** EXERCISE **
Through the line with "Game engine object recognition — detect bicycle" and starting from the first line, return the records below word for word, with pictures left out.

** INFORMATION GIVEN **

%%

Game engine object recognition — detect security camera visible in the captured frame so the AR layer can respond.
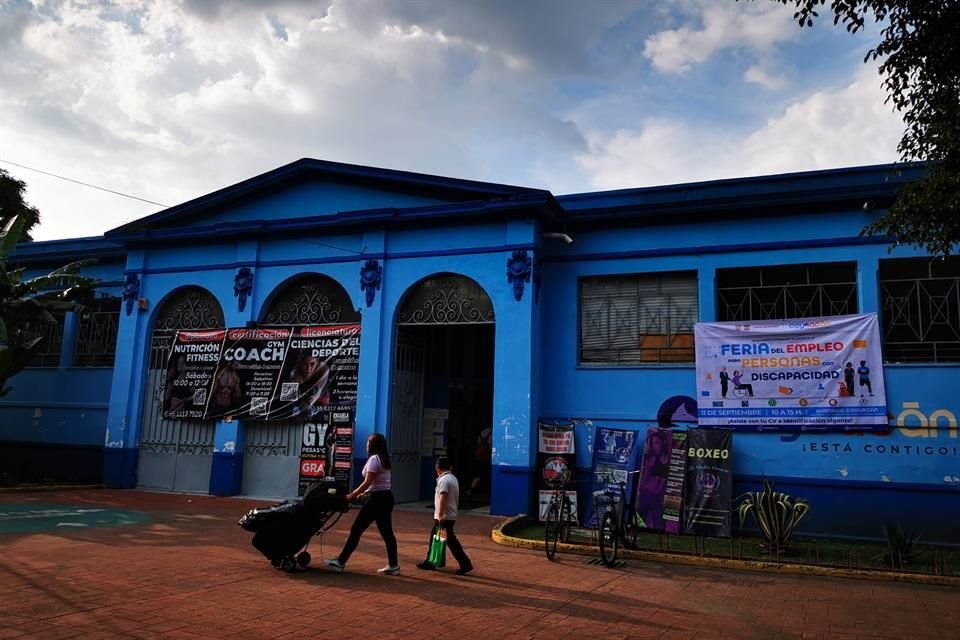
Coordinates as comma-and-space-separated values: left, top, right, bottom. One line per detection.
862, 200, 876, 211
542, 232, 574, 245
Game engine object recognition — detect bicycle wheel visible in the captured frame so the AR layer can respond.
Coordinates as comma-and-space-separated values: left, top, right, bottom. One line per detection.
545, 501, 561, 561
559, 498, 573, 544
599, 509, 620, 567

%%

** SOLVED PROBLEM **
Game engine object recognition — detect security camera visible in the captured frame so the AR layer can respond.
Coordinates as comma-and-space-separated values: left, top, right, bottom. One line per detection.
862, 200, 876, 211
542, 232, 574, 245
Game engine object recognition — detect bicycle wheel visible in the captured frame so the AR layer can respond.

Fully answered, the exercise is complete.